(Pointing data excerpts)
◇ ◇ ◇

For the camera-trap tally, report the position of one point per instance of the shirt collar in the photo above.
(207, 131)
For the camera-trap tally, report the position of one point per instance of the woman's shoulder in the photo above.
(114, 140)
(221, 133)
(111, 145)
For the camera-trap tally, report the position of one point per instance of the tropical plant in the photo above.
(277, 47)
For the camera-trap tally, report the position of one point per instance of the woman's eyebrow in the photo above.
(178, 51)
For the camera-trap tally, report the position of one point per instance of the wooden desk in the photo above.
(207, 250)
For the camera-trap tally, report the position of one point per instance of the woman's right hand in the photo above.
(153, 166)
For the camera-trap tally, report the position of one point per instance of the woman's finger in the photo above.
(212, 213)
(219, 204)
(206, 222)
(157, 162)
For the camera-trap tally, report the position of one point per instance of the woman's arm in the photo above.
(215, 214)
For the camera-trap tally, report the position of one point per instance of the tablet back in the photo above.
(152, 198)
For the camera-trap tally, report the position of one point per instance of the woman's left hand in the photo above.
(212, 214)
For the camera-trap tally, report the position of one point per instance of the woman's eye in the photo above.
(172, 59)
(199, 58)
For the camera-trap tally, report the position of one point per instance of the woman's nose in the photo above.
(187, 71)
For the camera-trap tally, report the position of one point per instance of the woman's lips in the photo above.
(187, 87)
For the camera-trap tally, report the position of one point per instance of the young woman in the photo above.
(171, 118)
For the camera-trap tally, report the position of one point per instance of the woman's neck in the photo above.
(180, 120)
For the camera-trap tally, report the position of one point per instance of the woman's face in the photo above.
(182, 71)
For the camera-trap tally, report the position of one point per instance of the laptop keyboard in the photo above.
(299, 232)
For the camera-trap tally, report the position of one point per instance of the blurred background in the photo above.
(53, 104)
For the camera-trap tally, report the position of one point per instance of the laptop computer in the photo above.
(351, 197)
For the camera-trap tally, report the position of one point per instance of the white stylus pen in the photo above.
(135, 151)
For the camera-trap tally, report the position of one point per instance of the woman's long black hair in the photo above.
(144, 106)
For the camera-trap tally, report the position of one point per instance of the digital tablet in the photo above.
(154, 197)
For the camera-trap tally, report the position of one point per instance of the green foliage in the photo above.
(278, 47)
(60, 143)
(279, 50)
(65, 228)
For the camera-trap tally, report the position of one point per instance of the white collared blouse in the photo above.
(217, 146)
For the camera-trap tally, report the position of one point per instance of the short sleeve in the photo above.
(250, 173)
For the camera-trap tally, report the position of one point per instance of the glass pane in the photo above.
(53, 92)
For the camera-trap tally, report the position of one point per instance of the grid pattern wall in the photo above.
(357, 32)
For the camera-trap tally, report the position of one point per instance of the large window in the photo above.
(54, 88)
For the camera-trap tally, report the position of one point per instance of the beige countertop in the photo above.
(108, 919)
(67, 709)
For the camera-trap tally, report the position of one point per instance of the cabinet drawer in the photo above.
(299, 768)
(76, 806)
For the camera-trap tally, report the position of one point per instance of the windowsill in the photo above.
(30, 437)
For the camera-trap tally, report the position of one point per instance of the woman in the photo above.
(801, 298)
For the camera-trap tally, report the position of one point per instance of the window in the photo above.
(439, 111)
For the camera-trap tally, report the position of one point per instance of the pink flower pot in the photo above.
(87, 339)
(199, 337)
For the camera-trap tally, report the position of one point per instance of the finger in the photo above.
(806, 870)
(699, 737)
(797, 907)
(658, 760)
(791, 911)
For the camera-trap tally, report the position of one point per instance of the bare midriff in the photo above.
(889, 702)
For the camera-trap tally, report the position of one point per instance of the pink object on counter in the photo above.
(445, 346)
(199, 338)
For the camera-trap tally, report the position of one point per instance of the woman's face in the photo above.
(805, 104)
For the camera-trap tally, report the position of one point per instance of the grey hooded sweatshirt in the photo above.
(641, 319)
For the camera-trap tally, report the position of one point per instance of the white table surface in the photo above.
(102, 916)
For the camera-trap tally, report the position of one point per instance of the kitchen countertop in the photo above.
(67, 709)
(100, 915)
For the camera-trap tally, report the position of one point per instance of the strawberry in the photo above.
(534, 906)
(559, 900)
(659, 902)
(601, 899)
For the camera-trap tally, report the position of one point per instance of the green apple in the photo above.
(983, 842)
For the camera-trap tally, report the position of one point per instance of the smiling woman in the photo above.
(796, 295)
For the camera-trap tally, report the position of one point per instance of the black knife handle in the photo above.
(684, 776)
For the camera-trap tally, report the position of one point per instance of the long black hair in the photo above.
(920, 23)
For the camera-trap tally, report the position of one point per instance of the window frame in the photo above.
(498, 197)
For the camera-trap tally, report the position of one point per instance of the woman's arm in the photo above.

◇ ◇ ◇

- **Exercise prompt**
Retype every one of these records word for word.

- **Reply**
For the camera-trap tally, report the position of one point per instance of the shirt collar in the photo above.
(207, 131)
For the camera-trap tally, report the position of one point per instance of the woman's shoulder in the photo above.
(114, 140)
(221, 133)
(111, 145)
For the camera-trap tally, report the position of one point per instance of the tropical plant in the photo above.
(277, 47)
For the camera-trap tally, report the position of one point per instance of the woman's eyebrow in the photo above.
(178, 51)
For the camera-trap tally, report the position of one point per instance of the wooden desk in the photo above.
(207, 250)
For the camera-trap tally, report the position of one point per instance of the woman's right hand in the photo above.
(153, 166)
For the camera-trap tally, report the position of one point per instance of the woman's finger in the photo above.
(212, 213)
(219, 204)
(206, 222)
(157, 162)
For the camera-trap tally, report the position of one point per instance of the woman's arm in the photo above.
(215, 214)
For the camera-trap tally, report the position of one point per instance of the tablet back in the photo above.
(152, 198)
For the camera-trap tally, report the position of one point per instance of the woman's left hand in the photo above.
(212, 214)
For the camera-trap tally, report the position of one point per instance of the woman's eye in the photo above.
(172, 59)
(199, 58)
For the camera-trap tally, report the position of one point per instance of the woman's nose in the photo above.
(187, 71)
For the camera-trap tally, report the position of one point per instance of the woman's lips in the photo above.
(187, 87)
For the camera-trap tally, report the position of one point per instance of the young woman in the photo above.
(171, 118)
For the camera-trap tally, report the position of one point per instance of the woman's neck in the photo above.
(180, 120)
For the camera-trap tally, report the position of one point per instance of the woman's face in the photo above.
(182, 71)
For the camera-trap tally, report the position of one point per instance of the laptop keyboard in the photo above.
(299, 232)
For the camera-trap tally, report the position of one point per instance of the blurred background in the photo above.
(53, 104)
For the camera-trap tally, report the position of one point per instance of the laptop computer in the photo above.
(351, 197)
For the camera-trap tally, report the position of one point per instance of the white stylus pen in the photo above.
(135, 151)
For the camera-trap tally, report the position of one point per instance of the woman's long black hair in the photo above.
(144, 106)
For the camera-trap tally, report the position of one point per instance of the digital tablet in the photo above.
(154, 197)
For the camera-trap tally, report the position of one point per instance of the green foliage in the photo above.
(278, 47)
(60, 143)
(279, 50)
(65, 228)
For the camera-trap tally, report the position of one point per instance of the white collared blouse in the photo above.
(217, 146)
For the camera-trap tally, report the position of one point per instance of the short sleeve in the photo above.
(250, 173)
For the camera-trap tally, report the position of one point per instance of the glass pane in the photo above.
(53, 92)
For the camera-trap tally, report the position of one point per instance of the grid pattern wall in the photo above.
(357, 32)
For the camera-trap tally, report the position of one point per instance of the large window in the photo above.
(54, 88)
For the camera-trap tally, report the position of one point per instance of the beige countertop in the photo above.
(108, 919)
(67, 709)
For the camera-trap tally, report the position of one point per instance of the cabinet drawer in the photo above.
(299, 768)
(76, 806)
For the camera-trap tally, report the position of one point per instance of the windowsill in the photo above.
(30, 437)
For the camera-trap tally, report the position of one point per instance of the woman in the photo above.
(801, 298)
For the camera-trap tally, report the position of one point per instance of the window in the photo above.
(439, 111)
For the camera-trap tally, report the position of one point per instance of the pink flower pot in the photo above.
(87, 339)
(199, 337)
For the camera-trap tally, report the position of one point per instance of the finger in the photo above.
(806, 870)
(699, 737)
(797, 907)
(658, 760)
(791, 911)
For the camera-trap tally, report the position of one point per instance of the bare midriff in the photo above.
(889, 702)
For the camera-trap tally, report the position of one point per instance of the pink object on counter in the photo above.
(445, 346)
(199, 338)
For the camera-trap tally, report the position of one point per instance of the woman's face in the photo above.
(805, 104)
For the camera-trap tally, report the position of one point per instance of the grey hooded sweatshirt in the photo above.
(641, 319)
For the camera-trap tally, report the position of one point per instance of the white table surface in the photo above.
(102, 916)
For the camera-trap tally, report the position of one point per instance of the kitchen countertop in the photo above.
(67, 709)
(100, 915)
For the camera-trap tally, report the position of one point per instance of the strawberry in the photo above.
(534, 906)
(559, 900)
(659, 902)
(601, 899)
For the camera-trap tally, report the position of one point per instance of the green apple in the photo above.
(983, 842)
For the camera-trap tally, report the position of one point per instance of the smiling woman in the photo above.
(796, 295)
For the camera-trap tally, report the position of one point per instance of the black knife handle in the photo above.
(684, 776)
For the camera-trap tally, report the position of one point per instance of the long black hair in the photo above.
(920, 23)
For the camera-trap tally, report the position of one point per instance of the window frame in the photo above.
(498, 197)
For the camera-trap tally, report the position of one point per instance of the woman's arm in the photo above.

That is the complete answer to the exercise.